DATASET RECORDS »
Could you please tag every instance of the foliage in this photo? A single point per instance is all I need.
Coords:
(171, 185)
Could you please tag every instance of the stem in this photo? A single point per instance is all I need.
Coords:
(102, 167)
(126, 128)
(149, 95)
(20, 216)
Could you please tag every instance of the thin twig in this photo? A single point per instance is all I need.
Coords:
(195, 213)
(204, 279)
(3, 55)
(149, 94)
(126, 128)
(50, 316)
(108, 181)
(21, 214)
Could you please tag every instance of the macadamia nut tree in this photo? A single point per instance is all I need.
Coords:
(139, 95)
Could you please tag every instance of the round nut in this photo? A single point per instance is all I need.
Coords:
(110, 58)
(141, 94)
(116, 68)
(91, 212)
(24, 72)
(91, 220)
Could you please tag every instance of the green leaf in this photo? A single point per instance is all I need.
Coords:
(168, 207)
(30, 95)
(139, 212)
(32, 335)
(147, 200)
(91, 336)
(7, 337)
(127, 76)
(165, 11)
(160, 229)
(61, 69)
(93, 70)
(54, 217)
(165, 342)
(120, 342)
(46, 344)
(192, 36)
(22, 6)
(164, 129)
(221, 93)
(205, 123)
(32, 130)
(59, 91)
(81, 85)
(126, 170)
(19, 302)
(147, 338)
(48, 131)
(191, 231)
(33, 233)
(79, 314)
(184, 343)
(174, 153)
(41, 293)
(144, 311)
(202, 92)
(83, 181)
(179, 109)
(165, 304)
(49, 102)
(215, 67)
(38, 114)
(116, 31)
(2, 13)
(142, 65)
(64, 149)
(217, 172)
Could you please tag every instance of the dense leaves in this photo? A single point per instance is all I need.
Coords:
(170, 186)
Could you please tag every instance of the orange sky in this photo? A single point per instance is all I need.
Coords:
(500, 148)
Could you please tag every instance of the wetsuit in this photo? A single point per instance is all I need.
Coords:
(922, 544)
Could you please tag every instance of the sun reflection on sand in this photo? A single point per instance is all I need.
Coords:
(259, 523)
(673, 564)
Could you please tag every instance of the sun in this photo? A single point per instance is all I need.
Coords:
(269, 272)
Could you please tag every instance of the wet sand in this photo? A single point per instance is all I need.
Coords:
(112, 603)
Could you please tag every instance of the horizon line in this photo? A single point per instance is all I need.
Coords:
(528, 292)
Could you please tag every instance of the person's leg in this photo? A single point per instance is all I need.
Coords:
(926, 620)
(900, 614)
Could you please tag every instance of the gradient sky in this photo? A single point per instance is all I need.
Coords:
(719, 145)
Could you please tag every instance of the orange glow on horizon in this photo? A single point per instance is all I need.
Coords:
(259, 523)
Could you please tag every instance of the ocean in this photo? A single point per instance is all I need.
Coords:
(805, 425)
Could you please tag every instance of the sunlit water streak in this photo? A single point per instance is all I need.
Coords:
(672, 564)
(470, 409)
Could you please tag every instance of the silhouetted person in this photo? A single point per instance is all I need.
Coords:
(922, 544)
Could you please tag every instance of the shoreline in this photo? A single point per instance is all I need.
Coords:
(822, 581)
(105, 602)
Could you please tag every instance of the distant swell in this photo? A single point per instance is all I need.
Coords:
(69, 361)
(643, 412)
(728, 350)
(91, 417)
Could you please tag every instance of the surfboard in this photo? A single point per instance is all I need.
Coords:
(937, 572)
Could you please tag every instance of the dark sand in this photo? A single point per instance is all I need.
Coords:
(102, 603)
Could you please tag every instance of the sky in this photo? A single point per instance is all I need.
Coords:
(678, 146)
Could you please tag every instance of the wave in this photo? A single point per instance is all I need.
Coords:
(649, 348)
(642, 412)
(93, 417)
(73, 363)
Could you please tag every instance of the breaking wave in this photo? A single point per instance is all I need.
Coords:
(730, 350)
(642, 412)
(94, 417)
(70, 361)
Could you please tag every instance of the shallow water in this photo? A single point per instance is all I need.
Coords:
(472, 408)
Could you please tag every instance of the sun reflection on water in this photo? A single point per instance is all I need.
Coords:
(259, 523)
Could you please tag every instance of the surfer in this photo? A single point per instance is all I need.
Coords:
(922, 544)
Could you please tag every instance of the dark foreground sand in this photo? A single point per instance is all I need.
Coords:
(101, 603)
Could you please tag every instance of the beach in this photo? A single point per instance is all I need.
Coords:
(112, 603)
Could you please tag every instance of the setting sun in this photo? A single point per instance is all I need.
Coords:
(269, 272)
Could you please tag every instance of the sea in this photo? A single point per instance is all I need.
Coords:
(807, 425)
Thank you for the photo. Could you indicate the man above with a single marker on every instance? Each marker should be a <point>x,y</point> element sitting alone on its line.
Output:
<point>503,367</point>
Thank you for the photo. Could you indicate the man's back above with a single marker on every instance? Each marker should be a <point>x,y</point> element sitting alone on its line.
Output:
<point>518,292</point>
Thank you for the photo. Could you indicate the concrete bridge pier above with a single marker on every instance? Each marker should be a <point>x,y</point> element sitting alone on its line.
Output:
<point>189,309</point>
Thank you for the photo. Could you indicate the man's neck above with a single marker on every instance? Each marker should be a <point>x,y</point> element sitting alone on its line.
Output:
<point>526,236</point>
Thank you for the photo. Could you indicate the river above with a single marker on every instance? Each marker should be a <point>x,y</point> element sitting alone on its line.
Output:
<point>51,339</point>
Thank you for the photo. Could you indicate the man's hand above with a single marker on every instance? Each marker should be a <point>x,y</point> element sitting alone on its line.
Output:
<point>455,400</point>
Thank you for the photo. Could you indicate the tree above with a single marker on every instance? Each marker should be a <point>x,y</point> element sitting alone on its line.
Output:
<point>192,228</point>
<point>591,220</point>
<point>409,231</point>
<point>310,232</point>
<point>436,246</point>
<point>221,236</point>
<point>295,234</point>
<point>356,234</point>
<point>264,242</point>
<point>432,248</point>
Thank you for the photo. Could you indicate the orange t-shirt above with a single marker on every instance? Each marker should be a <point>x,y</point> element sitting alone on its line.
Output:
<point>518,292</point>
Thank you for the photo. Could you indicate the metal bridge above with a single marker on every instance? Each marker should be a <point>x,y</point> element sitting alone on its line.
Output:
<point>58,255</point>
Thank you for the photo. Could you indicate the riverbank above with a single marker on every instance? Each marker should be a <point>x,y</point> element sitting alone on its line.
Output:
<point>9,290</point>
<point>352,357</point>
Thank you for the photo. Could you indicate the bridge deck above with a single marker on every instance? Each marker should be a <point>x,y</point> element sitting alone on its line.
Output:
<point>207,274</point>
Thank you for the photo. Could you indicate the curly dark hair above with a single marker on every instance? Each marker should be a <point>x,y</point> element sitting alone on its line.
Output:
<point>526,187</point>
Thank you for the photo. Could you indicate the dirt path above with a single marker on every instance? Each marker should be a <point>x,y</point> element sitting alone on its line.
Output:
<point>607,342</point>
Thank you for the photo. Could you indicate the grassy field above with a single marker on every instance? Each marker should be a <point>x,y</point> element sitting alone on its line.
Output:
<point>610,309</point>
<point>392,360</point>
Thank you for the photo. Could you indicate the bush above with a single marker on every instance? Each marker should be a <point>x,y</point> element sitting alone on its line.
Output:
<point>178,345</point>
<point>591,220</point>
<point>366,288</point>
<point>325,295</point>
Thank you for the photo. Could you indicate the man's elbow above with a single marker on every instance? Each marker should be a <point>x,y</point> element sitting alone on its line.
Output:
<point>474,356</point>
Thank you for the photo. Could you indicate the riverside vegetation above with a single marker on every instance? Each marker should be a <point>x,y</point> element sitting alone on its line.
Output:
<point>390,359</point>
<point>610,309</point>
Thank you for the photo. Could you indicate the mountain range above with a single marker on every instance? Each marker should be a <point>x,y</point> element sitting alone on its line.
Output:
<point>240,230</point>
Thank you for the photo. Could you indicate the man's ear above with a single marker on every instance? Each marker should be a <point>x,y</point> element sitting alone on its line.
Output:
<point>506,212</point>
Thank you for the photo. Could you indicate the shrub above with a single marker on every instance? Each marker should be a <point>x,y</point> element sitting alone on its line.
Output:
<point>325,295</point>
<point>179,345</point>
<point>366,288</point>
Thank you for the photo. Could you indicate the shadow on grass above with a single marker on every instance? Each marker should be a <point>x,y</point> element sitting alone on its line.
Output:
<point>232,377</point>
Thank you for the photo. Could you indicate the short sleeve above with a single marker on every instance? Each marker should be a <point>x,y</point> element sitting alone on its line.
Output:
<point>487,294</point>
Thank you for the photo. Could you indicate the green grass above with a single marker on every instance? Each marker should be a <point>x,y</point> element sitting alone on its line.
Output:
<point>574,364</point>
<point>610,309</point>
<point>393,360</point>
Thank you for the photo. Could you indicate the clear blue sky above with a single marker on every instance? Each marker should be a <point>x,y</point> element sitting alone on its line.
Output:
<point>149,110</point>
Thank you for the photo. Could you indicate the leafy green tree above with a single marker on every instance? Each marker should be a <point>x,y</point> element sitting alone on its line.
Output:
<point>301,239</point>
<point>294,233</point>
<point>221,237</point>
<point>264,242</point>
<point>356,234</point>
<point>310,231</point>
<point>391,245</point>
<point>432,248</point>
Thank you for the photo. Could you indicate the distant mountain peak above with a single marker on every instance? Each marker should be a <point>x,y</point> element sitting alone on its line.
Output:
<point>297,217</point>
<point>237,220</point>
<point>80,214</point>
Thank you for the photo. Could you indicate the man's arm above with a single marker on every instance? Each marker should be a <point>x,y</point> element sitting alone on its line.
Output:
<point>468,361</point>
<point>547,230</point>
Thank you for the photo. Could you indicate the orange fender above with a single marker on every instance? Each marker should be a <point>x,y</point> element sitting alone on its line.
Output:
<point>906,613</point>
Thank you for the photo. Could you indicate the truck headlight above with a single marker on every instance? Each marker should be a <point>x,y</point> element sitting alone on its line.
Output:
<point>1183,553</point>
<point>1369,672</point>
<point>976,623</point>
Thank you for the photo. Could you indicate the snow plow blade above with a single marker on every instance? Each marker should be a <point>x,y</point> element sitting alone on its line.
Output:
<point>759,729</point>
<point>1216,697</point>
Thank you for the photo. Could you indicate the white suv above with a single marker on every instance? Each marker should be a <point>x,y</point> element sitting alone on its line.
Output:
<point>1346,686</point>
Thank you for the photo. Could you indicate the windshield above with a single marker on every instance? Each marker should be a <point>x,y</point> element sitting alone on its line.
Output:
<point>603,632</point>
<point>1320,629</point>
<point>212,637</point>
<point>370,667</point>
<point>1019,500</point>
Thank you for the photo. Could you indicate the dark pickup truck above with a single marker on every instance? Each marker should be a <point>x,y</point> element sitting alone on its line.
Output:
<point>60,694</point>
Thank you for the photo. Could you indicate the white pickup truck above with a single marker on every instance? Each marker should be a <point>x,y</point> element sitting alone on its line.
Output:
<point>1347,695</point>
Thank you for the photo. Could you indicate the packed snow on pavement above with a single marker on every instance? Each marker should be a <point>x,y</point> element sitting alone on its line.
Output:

BRIEF » Each line from the one that contains "Thank you for the photo. Could you indicate the packed" through the last line of the listing above should be written out exactly, and no other line.

SOLUTION TO THIS EXERCISE »
Thank you for the photo. Could you indicate the packed snow on pavement above with a single marker on every instance? Each marker should be a <point>x,y</point> element sitting alone on its line.
Output:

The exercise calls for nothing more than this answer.